» EXERCISE DETAILS
Select every line of the data below that contains the word "wooden", and copy each one.

--- START OF MATERIALS PROVIDED ---

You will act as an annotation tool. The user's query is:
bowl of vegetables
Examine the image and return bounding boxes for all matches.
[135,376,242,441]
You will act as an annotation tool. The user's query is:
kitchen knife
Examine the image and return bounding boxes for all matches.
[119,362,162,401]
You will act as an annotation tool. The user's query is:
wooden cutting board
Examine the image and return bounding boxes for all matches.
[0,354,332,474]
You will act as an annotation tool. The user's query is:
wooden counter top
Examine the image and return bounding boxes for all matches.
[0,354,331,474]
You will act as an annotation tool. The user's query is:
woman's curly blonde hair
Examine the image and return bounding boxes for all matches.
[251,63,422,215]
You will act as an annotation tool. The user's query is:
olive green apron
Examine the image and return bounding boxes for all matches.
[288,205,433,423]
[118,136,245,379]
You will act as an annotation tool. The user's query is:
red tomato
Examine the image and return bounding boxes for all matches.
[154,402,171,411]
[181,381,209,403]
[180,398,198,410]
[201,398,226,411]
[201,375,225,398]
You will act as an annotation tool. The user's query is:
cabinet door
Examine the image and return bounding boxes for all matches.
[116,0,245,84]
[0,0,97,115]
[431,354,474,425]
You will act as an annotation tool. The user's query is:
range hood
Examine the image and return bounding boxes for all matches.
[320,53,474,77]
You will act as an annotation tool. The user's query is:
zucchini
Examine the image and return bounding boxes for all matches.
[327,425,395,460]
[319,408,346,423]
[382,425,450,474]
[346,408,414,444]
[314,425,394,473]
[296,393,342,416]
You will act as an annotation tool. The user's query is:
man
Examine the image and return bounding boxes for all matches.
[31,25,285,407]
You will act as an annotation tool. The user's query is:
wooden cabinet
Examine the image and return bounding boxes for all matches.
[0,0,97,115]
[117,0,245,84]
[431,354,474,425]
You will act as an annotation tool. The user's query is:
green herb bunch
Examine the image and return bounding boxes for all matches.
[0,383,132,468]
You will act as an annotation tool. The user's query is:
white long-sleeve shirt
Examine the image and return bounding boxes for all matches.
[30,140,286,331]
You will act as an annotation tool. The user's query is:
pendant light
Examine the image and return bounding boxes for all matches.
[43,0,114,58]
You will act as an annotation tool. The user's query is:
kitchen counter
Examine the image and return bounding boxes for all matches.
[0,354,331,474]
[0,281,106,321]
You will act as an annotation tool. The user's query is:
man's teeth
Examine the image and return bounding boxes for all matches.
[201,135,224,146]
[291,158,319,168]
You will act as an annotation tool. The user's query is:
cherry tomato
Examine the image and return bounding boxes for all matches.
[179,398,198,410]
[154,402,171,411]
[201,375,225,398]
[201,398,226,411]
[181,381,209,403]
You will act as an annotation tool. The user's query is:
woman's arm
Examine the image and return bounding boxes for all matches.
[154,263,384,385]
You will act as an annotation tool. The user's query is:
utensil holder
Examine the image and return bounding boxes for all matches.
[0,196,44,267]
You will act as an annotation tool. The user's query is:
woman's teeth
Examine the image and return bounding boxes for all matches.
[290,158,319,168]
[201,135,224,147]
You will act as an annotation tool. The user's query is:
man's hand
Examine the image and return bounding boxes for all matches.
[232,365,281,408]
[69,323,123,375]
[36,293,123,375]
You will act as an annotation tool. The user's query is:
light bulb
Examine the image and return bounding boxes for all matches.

--- END OF MATERIALS PROVIDED ---

» TASK RESPONSE
wooden cutting board
wooden counter top
wooden cabinet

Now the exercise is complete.